+++ RECORDS TO USE +++
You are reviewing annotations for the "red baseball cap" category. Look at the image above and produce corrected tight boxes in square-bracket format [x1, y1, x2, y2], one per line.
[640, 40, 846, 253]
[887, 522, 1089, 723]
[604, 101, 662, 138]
+++
+++ RECORDS TO USE +++
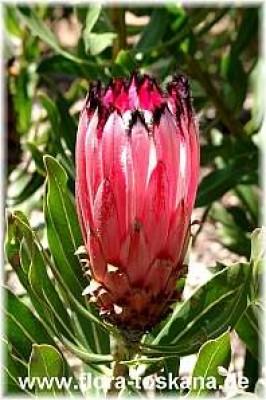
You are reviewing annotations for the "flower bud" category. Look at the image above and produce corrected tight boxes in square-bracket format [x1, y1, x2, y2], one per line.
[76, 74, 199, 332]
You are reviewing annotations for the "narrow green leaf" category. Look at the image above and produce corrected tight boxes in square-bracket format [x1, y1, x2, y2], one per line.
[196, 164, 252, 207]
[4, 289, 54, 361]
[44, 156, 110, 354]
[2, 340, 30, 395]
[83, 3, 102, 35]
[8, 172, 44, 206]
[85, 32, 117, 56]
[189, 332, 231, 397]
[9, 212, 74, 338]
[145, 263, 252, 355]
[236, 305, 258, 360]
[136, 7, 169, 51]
+++
PROBLEM TO SOLVE>
Pull out every line above that contains the word "baseball", and copy each of those lines in full.

REPLY TO THE EXERCISE>
You are reviewing annotations for the "red baseball cap" category. Look at the image above and produce corrected tight boxes in square-bracket format [x1, y1, x2, y2], one per line.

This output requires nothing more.